Consigne: Dans le journal de bord ci-dessous, relevez toutes les rubriques dont la valeur est une appréciation en un seul mot, en donnant ce mot pour chacune.

══ Extrait du document ══

05-06*11.26 am
jJours de mer |
1 |
Distance parcourue hier |
- |
Distance depuis le départ |
24 miles
|
Position actuelle | Lat=
43°48,30 N Long= 2°52,75 W (Entre St Sébastien et Bilbao) |
Cap suivi |
280 |
Vitesse |
5,7 noeuds (10,5 km/h) |
Conditions de navigation |
Excellentes |
Condition de vie à bord |
Bonnes |
Vitesse du vent |
15 noeuds
|
Vagues |
2ft |
Degré Beaufort |
4 |
Ciel | Soleil + qq nuages |
Température |
14°-21° |
Visibilité |
Bonne |
A potron
minet
pas lavés et mal réveillés
nous avons délacés un à un les amarres qui retenaient Kalliste à la terre.
Quelques minutes avant nous avions longuement étreints tous ceux qui
restaient
et dont les yeux au rythme du temps qui s'amenuisait
s'emplissaient de chaudes larmes...

═══
══ Données brutes ══

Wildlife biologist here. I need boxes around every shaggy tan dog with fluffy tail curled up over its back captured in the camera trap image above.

═══

Réponse rédigée:
- Conditions de navigation : Excellentes
- Condition de vie à bord : Bonnes
- Visibilité : Bonne